## [STATED GOAL]
Put each line of the listing below into a Markdown table with two columns, Number and Line, numbering the rows in order and skipping any blank lines.

===

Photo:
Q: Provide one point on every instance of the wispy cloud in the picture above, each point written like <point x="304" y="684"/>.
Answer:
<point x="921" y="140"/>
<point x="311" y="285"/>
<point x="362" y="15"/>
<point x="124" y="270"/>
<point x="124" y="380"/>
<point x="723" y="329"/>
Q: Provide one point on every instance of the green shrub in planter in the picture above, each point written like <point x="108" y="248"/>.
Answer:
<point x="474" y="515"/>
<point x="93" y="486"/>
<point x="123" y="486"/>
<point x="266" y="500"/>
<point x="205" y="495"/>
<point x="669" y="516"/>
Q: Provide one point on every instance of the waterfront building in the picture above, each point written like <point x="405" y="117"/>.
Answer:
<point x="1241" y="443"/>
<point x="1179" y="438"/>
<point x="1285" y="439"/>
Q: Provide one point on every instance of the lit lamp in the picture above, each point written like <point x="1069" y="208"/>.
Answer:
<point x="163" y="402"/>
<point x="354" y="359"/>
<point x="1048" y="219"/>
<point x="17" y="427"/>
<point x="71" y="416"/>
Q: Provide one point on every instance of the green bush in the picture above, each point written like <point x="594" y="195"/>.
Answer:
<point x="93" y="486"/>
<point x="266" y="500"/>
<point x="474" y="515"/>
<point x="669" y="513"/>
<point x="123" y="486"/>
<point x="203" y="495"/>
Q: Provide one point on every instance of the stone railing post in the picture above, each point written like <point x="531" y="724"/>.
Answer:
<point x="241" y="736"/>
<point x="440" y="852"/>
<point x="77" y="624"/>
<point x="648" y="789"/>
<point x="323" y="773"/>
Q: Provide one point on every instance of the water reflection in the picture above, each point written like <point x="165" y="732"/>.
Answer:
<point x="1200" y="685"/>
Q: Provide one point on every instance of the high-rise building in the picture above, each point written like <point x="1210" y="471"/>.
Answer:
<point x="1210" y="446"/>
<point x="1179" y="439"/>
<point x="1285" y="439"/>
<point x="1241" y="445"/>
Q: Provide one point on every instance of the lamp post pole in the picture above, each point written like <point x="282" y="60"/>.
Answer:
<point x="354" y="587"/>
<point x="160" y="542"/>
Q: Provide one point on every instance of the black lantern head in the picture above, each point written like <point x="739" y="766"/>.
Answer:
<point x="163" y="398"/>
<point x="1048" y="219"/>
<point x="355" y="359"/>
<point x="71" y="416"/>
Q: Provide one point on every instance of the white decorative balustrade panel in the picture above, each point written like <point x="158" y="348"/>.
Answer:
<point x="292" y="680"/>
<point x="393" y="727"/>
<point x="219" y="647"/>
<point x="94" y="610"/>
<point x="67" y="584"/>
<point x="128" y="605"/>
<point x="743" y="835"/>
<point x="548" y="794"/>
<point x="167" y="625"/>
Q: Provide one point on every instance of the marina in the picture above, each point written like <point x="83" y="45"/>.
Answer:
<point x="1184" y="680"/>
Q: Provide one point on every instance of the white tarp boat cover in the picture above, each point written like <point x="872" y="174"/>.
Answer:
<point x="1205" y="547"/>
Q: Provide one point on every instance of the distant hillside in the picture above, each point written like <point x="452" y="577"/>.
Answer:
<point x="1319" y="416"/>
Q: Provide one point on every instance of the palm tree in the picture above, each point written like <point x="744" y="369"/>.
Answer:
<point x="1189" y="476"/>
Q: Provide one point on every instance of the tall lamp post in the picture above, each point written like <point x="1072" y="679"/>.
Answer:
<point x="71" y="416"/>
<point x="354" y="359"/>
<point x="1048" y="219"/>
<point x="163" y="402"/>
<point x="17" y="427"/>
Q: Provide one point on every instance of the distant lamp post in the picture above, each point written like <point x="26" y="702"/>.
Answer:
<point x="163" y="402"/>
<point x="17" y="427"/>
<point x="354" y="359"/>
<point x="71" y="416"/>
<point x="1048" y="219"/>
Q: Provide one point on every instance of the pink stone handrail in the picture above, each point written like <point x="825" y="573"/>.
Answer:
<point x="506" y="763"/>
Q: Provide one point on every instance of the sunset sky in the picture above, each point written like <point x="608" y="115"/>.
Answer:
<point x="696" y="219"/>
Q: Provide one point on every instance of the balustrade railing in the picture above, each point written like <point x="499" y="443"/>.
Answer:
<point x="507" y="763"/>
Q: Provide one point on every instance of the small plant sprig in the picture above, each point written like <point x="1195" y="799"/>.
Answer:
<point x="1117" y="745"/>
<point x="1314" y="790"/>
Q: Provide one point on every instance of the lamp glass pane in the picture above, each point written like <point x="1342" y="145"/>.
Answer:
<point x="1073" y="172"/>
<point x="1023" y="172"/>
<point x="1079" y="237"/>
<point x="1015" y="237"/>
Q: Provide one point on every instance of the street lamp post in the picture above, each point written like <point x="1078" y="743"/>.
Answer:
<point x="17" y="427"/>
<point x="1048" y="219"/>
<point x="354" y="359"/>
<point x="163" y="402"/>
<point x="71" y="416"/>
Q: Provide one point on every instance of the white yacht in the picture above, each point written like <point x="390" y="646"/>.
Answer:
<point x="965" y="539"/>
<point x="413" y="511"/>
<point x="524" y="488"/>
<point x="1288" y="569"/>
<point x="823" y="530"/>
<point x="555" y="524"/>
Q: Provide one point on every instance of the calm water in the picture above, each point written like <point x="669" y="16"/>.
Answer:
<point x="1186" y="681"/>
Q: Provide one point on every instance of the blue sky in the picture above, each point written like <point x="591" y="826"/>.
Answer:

===

## [SOLUTION TO THIS TASK]
| Number | Line |
|---|---|
| 1 | Photo: |
| 2 | Q: Provide one point on every instance of the wispy cloud in the picture above, each point written like <point x="304" y="684"/>. |
| 3 | Answer: |
| 4 | <point x="921" y="140"/> |
| 5 | <point x="311" y="285"/> |
| 6 | <point x="362" y="15"/> |
| 7 | <point x="124" y="270"/> |
| 8 | <point x="124" y="380"/> |
| 9 | <point x="723" y="329"/> |
| 10 | Q: Provide one point on every instance of the green shrub in planter in the picture above, each point written like <point x="108" y="248"/>. |
| 11 | Answer: |
| 12 | <point x="474" y="515"/> |
| 13 | <point x="93" y="486"/> |
| 14 | <point x="123" y="486"/> |
| 15 | <point x="266" y="500"/> |
| 16 | <point x="205" y="495"/> |
| 17 | <point x="669" y="516"/> |
| 18 | Q: Provide one point on every instance of the waterfront building in the picture above, each point written like <point x="405" y="117"/>. |
| 19 | Answer: |
| 20 | <point x="1241" y="443"/> |
| 21 | <point x="1179" y="438"/> |
| 22 | <point x="1285" y="439"/> |
| 23 | Q: Provide one point on every instance of the lit lamp in the picture above, each point written like <point x="1069" y="208"/>. |
| 24 | Answer: |
| 25 | <point x="163" y="402"/> |
| 26 | <point x="354" y="359"/> |
| 27 | <point x="1048" y="219"/> |
| 28 | <point x="17" y="427"/> |
| 29 | <point x="71" y="416"/> |
| 30 | Q: Provide one point on every instance of the green bush in the picture above, each point written like <point x="594" y="195"/>. |
| 31 | Answer: |
| 32 | <point x="93" y="486"/> |
| 33 | <point x="266" y="500"/> |
| 34 | <point x="474" y="515"/> |
| 35 | <point x="669" y="513"/> |
| 36 | <point x="123" y="486"/> |
| 37 | <point x="203" y="495"/> |
| 38 | Q: Provide one point on every instance of the stone railing post in the picture above, each point written like <point x="531" y="724"/>. |
| 39 | Answer: |
| 40 | <point x="241" y="736"/> |
| 41 | <point x="440" y="852"/> |
| 42 | <point x="77" y="624"/> |
| 43 | <point x="648" y="789"/> |
| 44 | <point x="323" y="773"/> |
| 45 | Q: Provide one point on every instance of the water reflection in the picture above, each point written like <point x="165" y="732"/>. |
| 46 | Answer: |
| 47 | <point x="1200" y="685"/> |
| 48 | Q: Provide one point on every instance of the high-rise building in the picture above, each point written like <point x="1210" y="471"/>. |
| 49 | Answer: |
| 50 | <point x="1210" y="446"/> |
| 51 | <point x="1179" y="439"/> |
| 52 | <point x="1285" y="439"/> |
| 53 | <point x="1241" y="445"/> |
| 54 | Q: Provide one point on every instance of the lamp post pole in the picture above, each point written like <point x="282" y="60"/>. |
| 55 | Answer: |
| 56 | <point x="354" y="587"/> |
| 57 | <point x="160" y="542"/> |
| 58 | Q: Provide one point on every instance of the black lantern head in the picture above, each point written like <point x="739" y="766"/>. |
| 59 | Answer: |
| 60 | <point x="163" y="398"/> |
| 61 | <point x="1048" y="219"/> |
| 62 | <point x="355" y="359"/> |
| 63 | <point x="71" y="416"/> |
| 64 | Q: Provide one point on every instance of the white decorative balustrade panel in the picture above, each point written like <point x="158" y="348"/>. |
| 65 | Answer: |
| 66 | <point x="292" y="680"/> |
| 67 | <point x="393" y="727"/> |
| 68 | <point x="219" y="647"/> |
| 69 | <point x="94" y="610"/> |
| 70 | <point x="67" y="584"/> |
| 71 | <point x="128" y="605"/> |
| 72 | <point x="743" y="835"/> |
| 73 | <point x="548" y="794"/> |
| 74 | <point x="167" y="625"/> |
| 75 | Q: Provide one point on every instance of the marina in the picture above, each point written like <point x="83" y="45"/>. |
| 76 | Answer: |
| 77 | <point x="1184" y="680"/> |
| 78 | Q: Provide one point on every instance of the white tarp boat cover in the picture above, each point written like <point x="872" y="174"/>. |
| 79 | Answer: |
| 80 | <point x="1205" y="547"/> |
| 81 | Q: Provide one point on every instance of the distant hillside in the picture above, each point written like <point x="452" y="577"/>. |
| 82 | Answer: |
| 83 | <point x="1319" y="416"/> |
| 84 | Q: Provide one point on every instance of the palm tree in the picture above, each point written like <point x="744" y="369"/>. |
| 85 | Answer: |
| 86 | <point x="1189" y="476"/> |
| 87 | Q: Provide one point on every instance of the tall lamp post in the picture above, each point written like <point x="1072" y="679"/>. |
| 88 | Answer: |
| 89 | <point x="71" y="416"/> |
| 90 | <point x="354" y="359"/> |
| 91 | <point x="1048" y="219"/> |
| 92 | <point x="163" y="402"/> |
| 93 | <point x="17" y="427"/> |
| 94 | Q: Provide one point on every instance of the distant lamp post in the picture above, each point written like <point x="26" y="702"/>. |
| 95 | Answer: |
| 96 | <point x="163" y="402"/> |
| 97 | <point x="17" y="427"/> |
| 98 | <point x="354" y="359"/> |
| 99 | <point x="71" y="416"/> |
| 100 | <point x="1048" y="219"/> |
| 101 | Q: Provide one point on every instance of the pink stone handrail in the picture above, each point written like <point x="825" y="573"/>. |
| 102 | Answer: |
| 103 | <point x="506" y="763"/> |
| 104 | Q: Provide one point on every instance of the sunset sky in the picture above, each point written like <point x="608" y="115"/>. |
| 105 | Answer: |
| 106 | <point x="696" y="219"/> |
| 107 | Q: Provide one point on every instance of the balustrade railing in the picture above, each point written like <point x="499" y="443"/>. |
| 108 | Answer: |
| 109 | <point x="507" y="763"/> |
| 110 | Q: Provide one point on every instance of the small plant sprig in the picture above, each point written like <point x="1195" y="799"/>. |
| 111 | Answer: |
| 112 | <point x="1117" y="745"/> |
| 113 | <point x="1314" y="790"/> |
| 114 | Q: Provide one point on every instance of the lamp glass pane in the picture above, each point written like <point x="1342" y="145"/>. |
| 115 | Answer: |
| 116 | <point x="1073" y="172"/> |
| 117 | <point x="1023" y="172"/> |
| 118 | <point x="1079" y="237"/> |
| 119 | <point x="1015" y="237"/> |
| 120 | Q: Provide one point on every instance of the street lamp post in the picture above, each point written like <point x="1078" y="743"/>. |
| 121 | Answer: |
| 122 | <point x="17" y="427"/> |
| 123 | <point x="1048" y="219"/> |
| 124 | <point x="354" y="359"/> |
| 125 | <point x="163" y="402"/> |
| 126 | <point x="71" y="416"/> |
| 127 | Q: Provide one point on every instance of the white yacht in the picture above, each point written like <point x="390" y="646"/>. |
| 128 | Answer: |
| 129 | <point x="965" y="539"/> |
| 130 | <point x="413" y="511"/> |
| 131 | <point x="524" y="488"/> |
| 132 | <point x="1288" y="569"/> |
| 133 | <point x="823" y="530"/> |
| 134 | <point x="555" y="524"/> |
| 135 | Q: Provide one point on every instance of the calm water in the picture above, each point written like <point x="669" y="16"/>. |
| 136 | Answer: |
| 137 | <point x="1186" y="681"/> |
| 138 | Q: Provide one point on every instance of the blue sky in the picture above, each point written like <point x="591" y="826"/>. |
| 139 | Answer: |